#### Task directions:
Identify each line in the listing below that contains the string "green". Reproduce every such line in full.

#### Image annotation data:

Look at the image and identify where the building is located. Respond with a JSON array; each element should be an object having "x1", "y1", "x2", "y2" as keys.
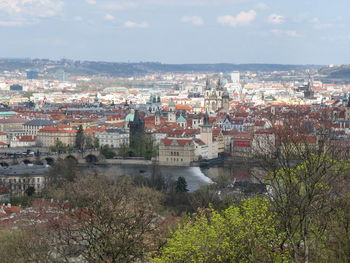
[
  {"x1": 96, "y1": 129, "x2": 129, "y2": 148},
  {"x1": 37, "y1": 124, "x2": 77, "y2": 147},
  {"x1": 26, "y1": 69, "x2": 39, "y2": 79},
  {"x1": 129, "y1": 110, "x2": 145, "y2": 149},
  {"x1": 204, "y1": 79, "x2": 230, "y2": 112},
  {"x1": 23, "y1": 119, "x2": 55, "y2": 135},
  {"x1": 0, "y1": 184, "x2": 10, "y2": 204},
  {"x1": 159, "y1": 138, "x2": 208, "y2": 166},
  {"x1": 200, "y1": 112, "x2": 219, "y2": 159},
  {"x1": 0, "y1": 118, "x2": 28, "y2": 132}
]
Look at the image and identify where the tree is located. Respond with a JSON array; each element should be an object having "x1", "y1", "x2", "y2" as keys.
[
  {"x1": 75, "y1": 125, "x2": 86, "y2": 150},
  {"x1": 38, "y1": 175, "x2": 161, "y2": 263},
  {"x1": 250, "y1": 112, "x2": 349, "y2": 263},
  {"x1": 25, "y1": 186, "x2": 35, "y2": 196},
  {"x1": 85, "y1": 135, "x2": 94, "y2": 149},
  {"x1": 152, "y1": 198, "x2": 288, "y2": 263},
  {"x1": 118, "y1": 143, "x2": 130, "y2": 158},
  {"x1": 175, "y1": 176, "x2": 188, "y2": 193},
  {"x1": 93, "y1": 137, "x2": 100, "y2": 149},
  {"x1": 50, "y1": 139, "x2": 69, "y2": 153},
  {"x1": 101, "y1": 145, "x2": 117, "y2": 159}
]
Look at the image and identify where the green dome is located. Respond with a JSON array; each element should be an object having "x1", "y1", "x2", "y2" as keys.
[{"x1": 125, "y1": 113, "x2": 135, "y2": 122}]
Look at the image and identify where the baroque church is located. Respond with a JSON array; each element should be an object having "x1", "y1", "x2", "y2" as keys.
[{"x1": 204, "y1": 78, "x2": 230, "y2": 112}]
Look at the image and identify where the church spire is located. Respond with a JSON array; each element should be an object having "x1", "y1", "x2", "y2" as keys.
[
  {"x1": 203, "y1": 111, "x2": 210, "y2": 126},
  {"x1": 205, "y1": 76, "x2": 211, "y2": 90}
]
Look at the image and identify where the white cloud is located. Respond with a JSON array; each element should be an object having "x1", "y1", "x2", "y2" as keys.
[
  {"x1": 267, "y1": 14, "x2": 285, "y2": 25},
  {"x1": 0, "y1": 0, "x2": 63, "y2": 17},
  {"x1": 271, "y1": 29, "x2": 299, "y2": 37},
  {"x1": 0, "y1": 0, "x2": 64, "y2": 26},
  {"x1": 74, "y1": 16, "x2": 83, "y2": 21},
  {"x1": 218, "y1": 10, "x2": 256, "y2": 27},
  {"x1": 124, "y1": 21, "x2": 149, "y2": 28},
  {"x1": 85, "y1": 0, "x2": 96, "y2": 5},
  {"x1": 102, "y1": 1, "x2": 139, "y2": 10},
  {"x1": 310, "y1": 17, "x2": 333, "y2": 30},
  {"x1": 103, "y1": 14, "x2": 115, "y2": 21},
  {"x1": 180, "y1": 16, "x2": 204, "y2": 26},
  {"x1": 256, "y1": 3, "x2": 269, "y2": 10},
  {"x1": 0, "y1": 20, "x2": 24, "y2": 27}
]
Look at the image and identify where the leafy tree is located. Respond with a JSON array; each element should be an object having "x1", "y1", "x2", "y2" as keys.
[
  {"x1": 50, "y1": 139, "x2": 70, "y2": 153},
  {"x1": 255, "y1": 112, "x2": 350, "y2": 263},
  {"x1": 153, "y1": 198, "x2": 288, "y2": 263},
  {"x1": 85, "y1": 135, "x2": 94, "y2": 149},
  {"x1": 175, "y1": 176, "x2": 188, "y2": 193},
  {"x1": 75, "y1": 125, "x2": 86, "y2": 150},
  {"x1": 25, "y1": 186, "x2": 35, "y2": 196},
  {"x1": 101, "y1": 145, "x2": 117, "y2": 159},
  {"x1": 93, "y1": 137, "x2": 100, "y2": 149},
  {"x1": 38, "y1": 174, "x2": 161, "y2": 263},
  {"x1": 118, "y1": 143, "x2": 130, "y2": 158}
]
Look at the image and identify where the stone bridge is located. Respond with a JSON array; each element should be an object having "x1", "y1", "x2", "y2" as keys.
[{"x1": 0, "y1": 151, "x2": 105, "y2": 166}]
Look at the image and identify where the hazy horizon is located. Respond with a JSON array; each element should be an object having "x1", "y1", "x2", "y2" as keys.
[{"x1": 0, "y1": 0, "x2": 350, "y2": 65}]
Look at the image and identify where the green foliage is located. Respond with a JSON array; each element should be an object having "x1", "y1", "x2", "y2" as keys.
[
  {"x1": 10, "y1": 195, "x2": 36, "y2": 207},
  {"x1": 130, "y1": 134, "x2": 159, "y2": 159},
  {"x1": 153, "y1": 198, "x2": 288, "y2": 263},
  {"x1": 175, "y1": 176, "x2": 188, "y2": 193},
  {"x1": 93, "y1": 137, "x2": 100, "y2": 148},
  {"x1": 25, "y1": 186, "x2": 35, "y2": 196},
  {"x1": 118, "y1": 143, "x2": 130, "y2": 158},
  {"x1": 75, "y1": 125, "x2": 86, "y2": 150},
  {"x1": 101, "y1": 145, "x2": 117, "y2": 159},
  {"x1": 50, "y1": 140, "x2": 72, "y2": 153}
]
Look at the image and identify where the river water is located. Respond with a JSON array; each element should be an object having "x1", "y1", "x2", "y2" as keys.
[{"x1": 84, "y1": 164, "x2": 249, "y2": 192}]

#### Task result:
Look at the image and identify where the green dome is located. Respond with a JSON array; each element should be an object having "x1", "y1", "x2", "y2" as keys.
Look at the image and identify where the green foliage is located. Respond with a JSON array; each element should be an object having "x1", "y1", "x2", "y2" as keys.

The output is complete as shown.